**TESTO DELLA PAGINA**:
---------------

“Un ingegnere elettronico deve avere la passione e il desiderio di vedere un progetto completo e funzionante. Deve essere mosso dalla voglia di risolvere problemi e trasformare le idee in realtà. L’esame finale del mio corso consiste proprio nel realizzare un progetto concreto. Spesso gli studenti mi raccontano che, nonostante l’impegno richiesto, non hanno percepito il lavoro come una fatica, ma come una sfida piacevole. Mi dicono: ‘Volevo vederlo finito, e per questo continuavo a lavorarci finché non ha funzionato’”.
È con questo spirito che Paolo Meloni, Professore associato all’Università di Cagliari, ha intrapreso il suo percorso, ed è lo stesso entusiasmo che oggi trasmette ai suoi studenti.
Intervistato dalla Società Italiana di Elettronica, ci ha raccontato delle sue attività di ricerca nell’ambito delle architetture di calcolo e di componenti elettronici che vengono integrati in sistemi all’interno di un unico chip. La sua attività si concentra sui sistemi embedded, cioè quei sistemi di calcolo progettati per svolgere un’applicazione specifica.
“Questi sistemi sono fortemente ottimizzati in termini di consumo energetico, costi e portabilità, proprio in funzione delle esigenze delle applicazioni che devono eseguire. Negli ultimi anni, stiamo lavorando maggiormente su hardware per intelligenza artificiale. Studiamo nuovi processori, acceleratori e sistemi che rendano possibile l’esecuzione di calcoli complessi richiesti dagli algoritmi di AI”.
Il Prof. Meloni ha spiegato che si occupa principalmente di intelligenza artificiale applicata all’edge, quindi l’esecuzione del calcolo direttamente all’interno del sistema embedded che ospita anche il sensore che acquisisce i dati.

---------------

**VOCI DEL DATASET**:
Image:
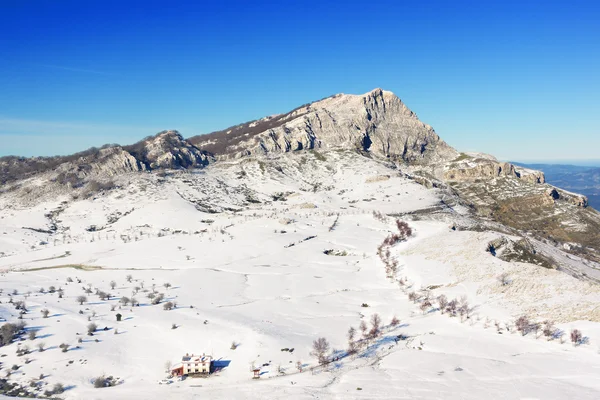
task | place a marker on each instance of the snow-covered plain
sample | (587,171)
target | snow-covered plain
(258,276)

---------------

**COSA FARAI**:
(1) Nel testo su Paolo Meloni, in quale università è professore associato?
(2) Estrai dal testo su Paolo Meloni il passo che parte da "È con questo" e termina con "ai suoi studenti.".

**RISPOSTE FORNITE**:
(1) All'Università di Cagliari.

(2)
È con questo spirito che Paolo Meloni, Professore associato all’Università di Cagliari, ha intrapreso il suo percorso, ed è lo stesso entusiasmo che oggi trasmette ai suoi studenti.